[START OF Data in this exercise]
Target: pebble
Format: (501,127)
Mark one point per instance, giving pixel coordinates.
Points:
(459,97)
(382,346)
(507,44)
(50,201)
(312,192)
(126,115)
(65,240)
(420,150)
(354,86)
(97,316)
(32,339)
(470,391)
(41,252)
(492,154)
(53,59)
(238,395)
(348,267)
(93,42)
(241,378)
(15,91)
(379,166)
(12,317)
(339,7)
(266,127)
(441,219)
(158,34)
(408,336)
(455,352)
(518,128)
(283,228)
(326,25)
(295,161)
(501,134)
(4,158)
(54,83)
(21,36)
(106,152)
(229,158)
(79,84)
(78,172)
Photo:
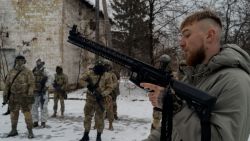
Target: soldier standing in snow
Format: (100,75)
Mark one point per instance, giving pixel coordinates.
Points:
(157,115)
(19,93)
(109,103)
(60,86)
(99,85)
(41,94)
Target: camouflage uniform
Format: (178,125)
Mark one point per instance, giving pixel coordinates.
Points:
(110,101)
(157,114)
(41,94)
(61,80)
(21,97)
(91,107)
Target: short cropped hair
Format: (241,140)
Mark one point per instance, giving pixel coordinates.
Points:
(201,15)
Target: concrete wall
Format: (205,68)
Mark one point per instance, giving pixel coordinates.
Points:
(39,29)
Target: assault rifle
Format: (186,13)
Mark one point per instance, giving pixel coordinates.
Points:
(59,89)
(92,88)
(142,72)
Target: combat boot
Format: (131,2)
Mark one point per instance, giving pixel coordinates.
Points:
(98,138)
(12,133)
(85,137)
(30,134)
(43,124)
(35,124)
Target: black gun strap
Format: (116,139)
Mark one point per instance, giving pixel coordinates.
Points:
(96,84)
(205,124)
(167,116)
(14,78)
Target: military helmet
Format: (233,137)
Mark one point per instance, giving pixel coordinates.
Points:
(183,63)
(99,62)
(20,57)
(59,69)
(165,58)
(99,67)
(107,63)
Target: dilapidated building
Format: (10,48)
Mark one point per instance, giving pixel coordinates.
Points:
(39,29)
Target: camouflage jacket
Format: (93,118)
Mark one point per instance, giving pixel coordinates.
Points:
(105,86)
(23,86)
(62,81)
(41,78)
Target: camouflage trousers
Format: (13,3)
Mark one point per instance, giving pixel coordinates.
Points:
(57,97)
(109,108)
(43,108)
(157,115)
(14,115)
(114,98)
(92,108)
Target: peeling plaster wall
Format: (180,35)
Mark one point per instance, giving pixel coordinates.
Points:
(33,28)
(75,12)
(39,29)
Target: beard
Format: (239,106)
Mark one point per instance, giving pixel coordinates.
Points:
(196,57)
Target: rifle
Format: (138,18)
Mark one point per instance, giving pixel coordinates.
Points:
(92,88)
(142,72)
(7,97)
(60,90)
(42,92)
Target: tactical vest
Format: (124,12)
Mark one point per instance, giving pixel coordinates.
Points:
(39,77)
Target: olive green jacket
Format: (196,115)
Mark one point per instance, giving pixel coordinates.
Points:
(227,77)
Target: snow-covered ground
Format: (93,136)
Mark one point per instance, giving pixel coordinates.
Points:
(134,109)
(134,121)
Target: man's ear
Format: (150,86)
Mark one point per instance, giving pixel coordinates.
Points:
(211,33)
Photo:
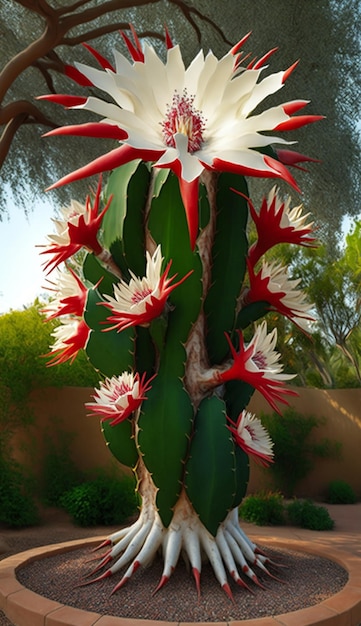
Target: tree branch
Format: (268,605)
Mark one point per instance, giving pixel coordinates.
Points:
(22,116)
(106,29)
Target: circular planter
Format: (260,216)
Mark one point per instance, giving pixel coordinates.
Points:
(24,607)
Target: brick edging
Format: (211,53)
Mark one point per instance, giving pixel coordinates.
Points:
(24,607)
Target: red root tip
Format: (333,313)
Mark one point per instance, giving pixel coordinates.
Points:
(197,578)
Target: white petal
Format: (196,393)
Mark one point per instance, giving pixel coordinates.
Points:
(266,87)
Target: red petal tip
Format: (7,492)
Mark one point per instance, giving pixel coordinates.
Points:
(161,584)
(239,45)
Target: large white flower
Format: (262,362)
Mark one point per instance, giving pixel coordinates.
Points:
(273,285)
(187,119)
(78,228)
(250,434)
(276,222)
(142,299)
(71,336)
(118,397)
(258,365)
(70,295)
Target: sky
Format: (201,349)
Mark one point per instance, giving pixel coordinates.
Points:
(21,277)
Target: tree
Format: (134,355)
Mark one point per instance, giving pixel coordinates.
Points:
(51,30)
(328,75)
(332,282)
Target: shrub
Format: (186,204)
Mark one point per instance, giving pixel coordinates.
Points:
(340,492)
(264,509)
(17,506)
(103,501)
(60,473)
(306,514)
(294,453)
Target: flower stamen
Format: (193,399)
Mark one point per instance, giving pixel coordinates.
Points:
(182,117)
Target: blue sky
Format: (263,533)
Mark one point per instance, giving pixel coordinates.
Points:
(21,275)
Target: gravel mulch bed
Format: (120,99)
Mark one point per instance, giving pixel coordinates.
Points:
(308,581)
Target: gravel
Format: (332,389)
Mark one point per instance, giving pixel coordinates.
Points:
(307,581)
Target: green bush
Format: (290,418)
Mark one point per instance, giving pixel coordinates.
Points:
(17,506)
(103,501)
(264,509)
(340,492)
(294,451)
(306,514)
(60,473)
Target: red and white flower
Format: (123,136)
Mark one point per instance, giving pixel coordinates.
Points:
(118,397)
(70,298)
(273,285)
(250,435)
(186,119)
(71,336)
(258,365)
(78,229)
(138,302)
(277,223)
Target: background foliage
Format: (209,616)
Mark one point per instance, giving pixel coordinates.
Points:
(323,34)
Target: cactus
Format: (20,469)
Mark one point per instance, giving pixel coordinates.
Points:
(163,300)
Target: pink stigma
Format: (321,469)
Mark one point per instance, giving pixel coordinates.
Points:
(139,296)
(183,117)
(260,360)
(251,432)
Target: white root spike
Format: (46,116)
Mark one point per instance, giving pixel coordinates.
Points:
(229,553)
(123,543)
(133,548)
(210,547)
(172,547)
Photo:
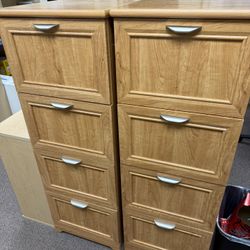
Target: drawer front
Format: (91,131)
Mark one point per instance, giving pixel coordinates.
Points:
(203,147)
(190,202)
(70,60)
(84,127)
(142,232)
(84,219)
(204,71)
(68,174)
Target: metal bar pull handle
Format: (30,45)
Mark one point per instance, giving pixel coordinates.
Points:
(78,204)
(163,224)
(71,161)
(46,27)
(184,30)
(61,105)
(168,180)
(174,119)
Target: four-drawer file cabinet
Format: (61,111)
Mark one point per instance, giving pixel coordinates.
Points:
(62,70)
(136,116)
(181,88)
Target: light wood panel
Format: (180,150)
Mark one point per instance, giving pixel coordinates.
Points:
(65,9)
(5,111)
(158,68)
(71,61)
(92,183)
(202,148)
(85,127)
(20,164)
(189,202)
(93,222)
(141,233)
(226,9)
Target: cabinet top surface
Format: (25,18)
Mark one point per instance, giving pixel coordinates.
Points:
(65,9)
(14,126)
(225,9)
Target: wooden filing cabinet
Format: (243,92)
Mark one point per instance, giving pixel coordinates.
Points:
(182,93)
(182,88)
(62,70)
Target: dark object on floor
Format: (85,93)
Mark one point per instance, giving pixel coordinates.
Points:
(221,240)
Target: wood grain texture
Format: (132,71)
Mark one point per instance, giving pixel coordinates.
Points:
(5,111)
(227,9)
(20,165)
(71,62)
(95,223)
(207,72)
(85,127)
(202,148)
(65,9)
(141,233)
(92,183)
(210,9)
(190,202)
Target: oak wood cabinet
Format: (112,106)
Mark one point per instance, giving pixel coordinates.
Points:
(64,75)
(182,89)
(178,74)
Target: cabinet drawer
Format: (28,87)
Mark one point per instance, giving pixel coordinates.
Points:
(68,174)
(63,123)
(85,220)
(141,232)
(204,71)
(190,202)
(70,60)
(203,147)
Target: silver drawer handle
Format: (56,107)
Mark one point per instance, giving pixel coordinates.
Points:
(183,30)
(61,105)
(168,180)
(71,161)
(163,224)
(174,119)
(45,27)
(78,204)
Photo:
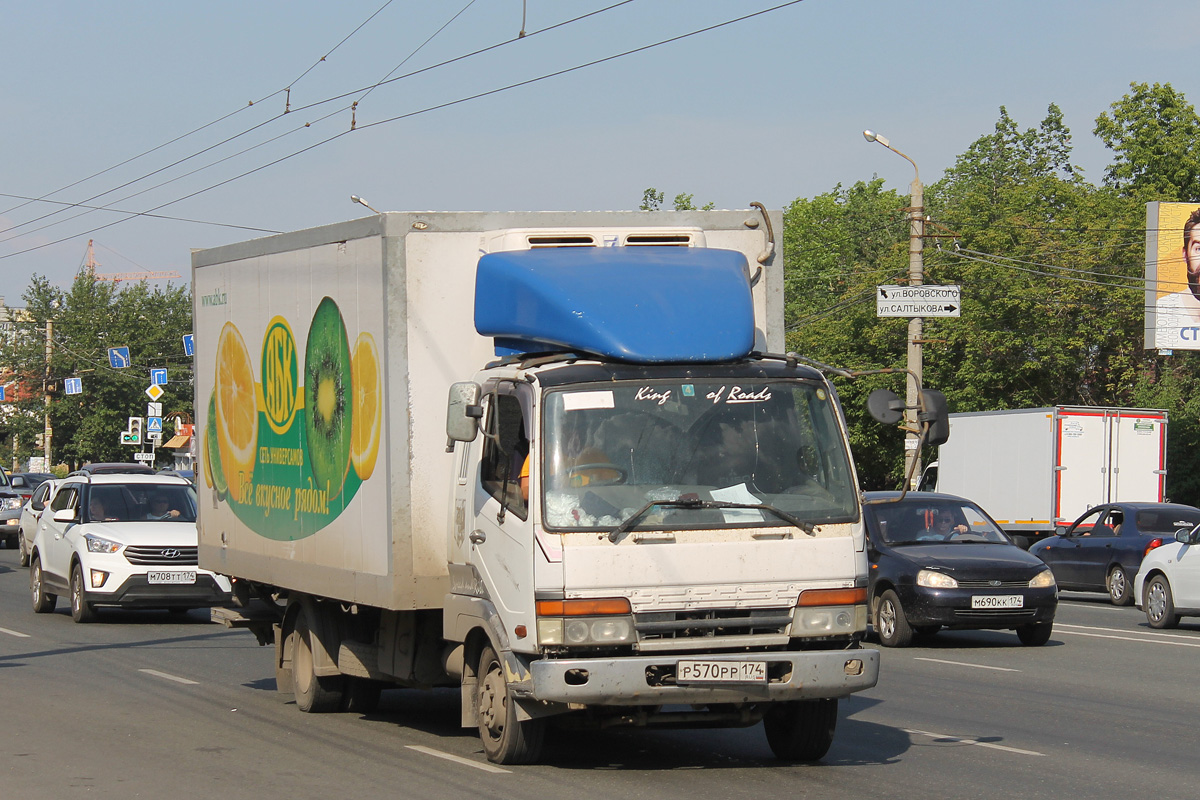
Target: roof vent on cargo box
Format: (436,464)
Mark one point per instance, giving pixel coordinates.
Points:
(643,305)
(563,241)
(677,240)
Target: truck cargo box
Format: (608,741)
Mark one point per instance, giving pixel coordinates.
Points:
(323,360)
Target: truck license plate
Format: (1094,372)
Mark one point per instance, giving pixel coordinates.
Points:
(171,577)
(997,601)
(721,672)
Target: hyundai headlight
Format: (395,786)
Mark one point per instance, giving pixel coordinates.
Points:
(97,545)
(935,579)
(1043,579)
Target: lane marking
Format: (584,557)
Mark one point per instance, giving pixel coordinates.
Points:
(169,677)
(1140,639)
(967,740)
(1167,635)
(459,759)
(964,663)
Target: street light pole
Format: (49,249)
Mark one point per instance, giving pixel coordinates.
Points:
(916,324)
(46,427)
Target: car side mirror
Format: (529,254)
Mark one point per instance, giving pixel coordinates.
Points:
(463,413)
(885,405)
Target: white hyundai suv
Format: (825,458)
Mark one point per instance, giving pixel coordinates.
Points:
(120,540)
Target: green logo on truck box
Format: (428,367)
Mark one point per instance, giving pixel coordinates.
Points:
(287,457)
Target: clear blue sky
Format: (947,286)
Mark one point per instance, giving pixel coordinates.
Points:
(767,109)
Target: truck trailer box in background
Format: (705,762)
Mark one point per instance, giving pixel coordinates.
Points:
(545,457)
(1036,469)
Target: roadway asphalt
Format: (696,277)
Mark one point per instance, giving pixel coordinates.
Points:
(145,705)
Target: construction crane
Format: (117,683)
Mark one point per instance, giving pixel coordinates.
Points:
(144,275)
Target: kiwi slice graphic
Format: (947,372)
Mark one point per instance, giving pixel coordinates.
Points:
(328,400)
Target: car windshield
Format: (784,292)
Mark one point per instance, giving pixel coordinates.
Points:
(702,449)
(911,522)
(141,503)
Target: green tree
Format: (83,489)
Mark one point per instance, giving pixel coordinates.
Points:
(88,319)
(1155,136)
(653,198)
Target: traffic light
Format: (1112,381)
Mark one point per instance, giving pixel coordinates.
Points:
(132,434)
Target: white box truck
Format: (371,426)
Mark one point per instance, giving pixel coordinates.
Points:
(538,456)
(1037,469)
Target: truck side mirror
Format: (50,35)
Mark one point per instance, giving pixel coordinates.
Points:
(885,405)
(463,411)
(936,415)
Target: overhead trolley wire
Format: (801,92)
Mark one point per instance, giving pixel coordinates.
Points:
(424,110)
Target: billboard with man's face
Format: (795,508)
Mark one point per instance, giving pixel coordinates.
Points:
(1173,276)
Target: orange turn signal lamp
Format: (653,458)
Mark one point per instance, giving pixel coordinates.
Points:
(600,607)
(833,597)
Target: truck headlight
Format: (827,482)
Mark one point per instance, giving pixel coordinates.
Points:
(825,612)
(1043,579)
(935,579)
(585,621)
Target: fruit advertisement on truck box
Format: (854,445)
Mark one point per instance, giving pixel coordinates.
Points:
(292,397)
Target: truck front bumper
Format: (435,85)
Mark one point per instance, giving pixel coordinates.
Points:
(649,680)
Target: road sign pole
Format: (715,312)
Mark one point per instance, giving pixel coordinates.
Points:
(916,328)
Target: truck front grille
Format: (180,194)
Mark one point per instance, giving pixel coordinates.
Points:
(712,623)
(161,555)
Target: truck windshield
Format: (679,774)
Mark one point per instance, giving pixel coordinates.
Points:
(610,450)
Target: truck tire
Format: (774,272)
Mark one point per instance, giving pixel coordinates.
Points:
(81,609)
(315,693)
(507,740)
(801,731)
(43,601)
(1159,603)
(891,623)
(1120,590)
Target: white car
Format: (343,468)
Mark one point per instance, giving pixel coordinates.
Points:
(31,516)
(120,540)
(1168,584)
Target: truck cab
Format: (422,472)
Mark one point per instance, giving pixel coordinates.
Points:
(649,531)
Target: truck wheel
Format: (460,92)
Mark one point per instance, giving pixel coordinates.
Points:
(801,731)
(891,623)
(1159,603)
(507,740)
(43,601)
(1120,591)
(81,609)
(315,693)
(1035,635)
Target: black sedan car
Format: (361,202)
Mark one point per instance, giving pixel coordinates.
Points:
[END OF Data in this exercise]
Brief:
Nothing but the lines from the one with "Target: road sign pole" through the end of the data above should be repeated, each exactly as it stands.

Answer to the exercise:
Target: road sign pole
Format: (715,312)
Mark one point per instance, giving pixel coordinates.
Points:
(916,328)
Target: truck front grille
Format: (180,194)
Mark one point per instance, giving pixel coordinates.
Points:
(712,623)
(161,555)
Target: truck windshield
Format: (679,774)
Mark one point per instance, giving pixel coordinates.
Points:
(610,450)
Target: truck tire
Format: (774,272)
Mark one point per instance, giving pixel coordinates.
Points:
(81,609)
(315,693)
(507,740)
(801,731)
(43,601)
(1159,603)
(891,623)
(1120,590)
Target: white car
Format: (343,468)
Mark one point per instance, giving pixel coordinates.
Points:
(31,516)
(120,540)
(1168,584)
Target: truck cab
Format: (422,472)
Mark one point per instance, giving pixel coordinates.
Points:
(649,531)
Target: truck wheel
Format: (460,92)
Mark one point per instance, giving pixel coordinates.
Points:
(801,731)
(891,623)
(1159,603)
(507,740)
(43,601)
(1120,591)
(81,609)
(315,693)
(1035,635)
Target: black sedan car
Format: (361,202)
Mark one point per instance, giving pixel coordinates.
Points:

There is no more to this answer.